* Action item
Write out the full post below on UN wealth redistribution, word for word and unchanged.

* Passage provided
*** Block opens ***

Thursday, October 31, 2013

Redistribution Of Wealth By The UN - Politicians Engineered Domestic Industrial Decline

With every day that passes it becomes more apparent that national politicians are ignoring the various peoples they are elected to represent and are devoting their time imposing an internationally agreed global agenda based on equality of nations.

It doesn't take a genius to work out that in order to achieve this it will require a global redistribution of wealth on a massive scale; it also doesn't take a genius to work out that the developed world will have to suffer a severe downgrade in order to get anywhere near an equality of nations.

Conspiracy theories abound that the world is being run by Freemasons, Bilderbergers, Jewish Bankers and even shape shifting lizards.  These can be discounted on the basis of their unlikelihood, therefore I would suggest that instead of wasting valuable resources investigating these theories, attention should be switched to the United Nations.

The documents relating to 'redeploying world industry' and a global redistribution of wealth are there for all to see; one only has to look.

National politicians do not want their various populations to read these documents and to discover what their true intentions are; they rely instead on keeping their people ignorant, preferring state supplied 'bread and circuses' to divert their attention away from their treacherous actions.

*** Block closes ***

* Data supplied

*** Block opens ***

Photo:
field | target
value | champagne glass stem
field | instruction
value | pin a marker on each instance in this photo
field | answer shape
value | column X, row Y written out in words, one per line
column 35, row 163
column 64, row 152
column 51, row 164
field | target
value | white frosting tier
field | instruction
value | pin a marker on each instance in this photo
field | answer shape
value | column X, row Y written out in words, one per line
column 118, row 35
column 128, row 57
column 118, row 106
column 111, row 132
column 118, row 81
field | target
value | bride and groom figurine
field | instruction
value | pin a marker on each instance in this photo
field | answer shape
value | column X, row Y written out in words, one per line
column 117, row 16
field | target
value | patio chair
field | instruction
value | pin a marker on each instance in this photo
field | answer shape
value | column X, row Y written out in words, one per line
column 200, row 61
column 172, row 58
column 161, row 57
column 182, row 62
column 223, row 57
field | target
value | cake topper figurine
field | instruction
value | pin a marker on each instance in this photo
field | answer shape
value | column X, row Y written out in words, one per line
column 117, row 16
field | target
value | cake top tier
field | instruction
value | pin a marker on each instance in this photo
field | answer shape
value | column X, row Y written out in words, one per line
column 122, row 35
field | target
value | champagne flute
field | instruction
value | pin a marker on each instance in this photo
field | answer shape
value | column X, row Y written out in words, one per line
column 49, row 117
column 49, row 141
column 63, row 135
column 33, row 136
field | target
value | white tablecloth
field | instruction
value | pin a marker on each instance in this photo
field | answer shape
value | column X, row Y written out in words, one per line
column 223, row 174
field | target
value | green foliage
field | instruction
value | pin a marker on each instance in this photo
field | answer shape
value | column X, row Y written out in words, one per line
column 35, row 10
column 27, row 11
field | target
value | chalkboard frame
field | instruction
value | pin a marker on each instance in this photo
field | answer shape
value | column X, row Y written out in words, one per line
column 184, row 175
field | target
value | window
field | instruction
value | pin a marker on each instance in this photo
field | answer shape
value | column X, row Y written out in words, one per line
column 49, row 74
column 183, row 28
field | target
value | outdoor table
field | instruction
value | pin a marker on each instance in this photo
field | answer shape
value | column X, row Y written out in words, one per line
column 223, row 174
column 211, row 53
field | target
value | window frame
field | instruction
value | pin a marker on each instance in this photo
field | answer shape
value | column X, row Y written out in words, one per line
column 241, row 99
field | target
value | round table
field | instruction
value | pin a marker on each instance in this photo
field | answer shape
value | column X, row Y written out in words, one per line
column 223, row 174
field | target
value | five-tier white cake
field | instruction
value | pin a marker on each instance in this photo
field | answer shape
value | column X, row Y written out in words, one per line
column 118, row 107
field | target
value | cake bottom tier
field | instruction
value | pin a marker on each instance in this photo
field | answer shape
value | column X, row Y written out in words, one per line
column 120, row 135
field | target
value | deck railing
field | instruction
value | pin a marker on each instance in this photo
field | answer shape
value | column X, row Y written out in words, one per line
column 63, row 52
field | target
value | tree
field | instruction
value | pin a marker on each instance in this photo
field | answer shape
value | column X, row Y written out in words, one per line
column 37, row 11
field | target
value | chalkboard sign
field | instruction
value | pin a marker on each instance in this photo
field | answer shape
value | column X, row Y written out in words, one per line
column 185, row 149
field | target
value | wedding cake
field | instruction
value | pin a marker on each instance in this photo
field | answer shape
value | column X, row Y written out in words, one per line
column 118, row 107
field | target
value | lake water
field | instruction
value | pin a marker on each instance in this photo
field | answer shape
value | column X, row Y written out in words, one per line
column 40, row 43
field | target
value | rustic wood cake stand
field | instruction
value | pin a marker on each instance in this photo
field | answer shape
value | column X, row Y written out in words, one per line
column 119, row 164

*** Block closes ***

* Result for this exercise
Thursday, October 31, 2013

Redistribution Of Wealth By The UN - Politicians Engineered Domestic Industrial Decline

With every day that passes it becomes more apparent that national politicians are ignoring the various peoples they are elected to represent and are devoting their time imposing an internationally agreed global agenda based on equality of nations.

It doesn't take a genius to work out that in order to achieve this it will require a global redistribution of wealth on a massive scale; it also doesn't take a genius to work out that the developed world will have to suffer a severe downgrade in order to get anywhere near an equality of nations.

Conspiracy theories abound that the world is being run by Freemasons, Bilderbergers, Jewish Bankers and even shape shifting lizards.  These can be discounted on the basis of their unlikelihood, therefore I would suggest that instead of wasting valuable resources investigating these theories, attention should be switched to the United Nations.

The documents relating to 'redeploying world industry' and a global redistribution of wealth are there for all to see; one only has to look.

National politicians do not want their various populations to read these documents and to discover what their true intentions are; they rely instead on keeping their people ignorant, preferring state supplied 'bread and circuses' to divert their attention away from their treacherous actions.